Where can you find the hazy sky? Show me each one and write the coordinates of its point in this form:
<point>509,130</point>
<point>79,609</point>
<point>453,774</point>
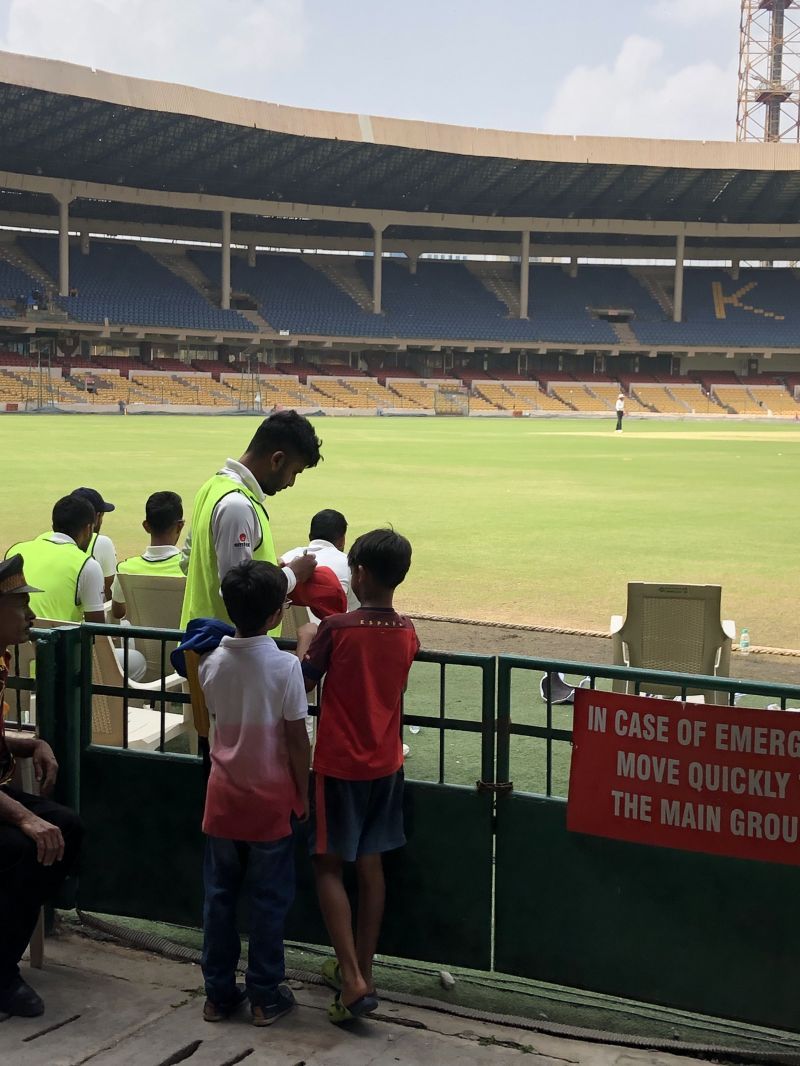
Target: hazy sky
<point>628,67</point>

= = = = =

### GIVEN EXERCISE
Convert the listing above into a Markdown table with the columns Row and Line, giving each non-blank line its own numbered row. Leave the pictures out of the table.

### TASK OUTPUT
| Row | Line |
|---|---|
| 1 | Where can you find the hazy sky? Show me each one and write the coordinates of its point in this form: |
| 2 | <point>509,130</point> |
| 3 | <point>79,609</point> |
| 4 | <point>453,774</point> |
| 5 | Target: hazy sky |
| 6 | <point>628,67</point> |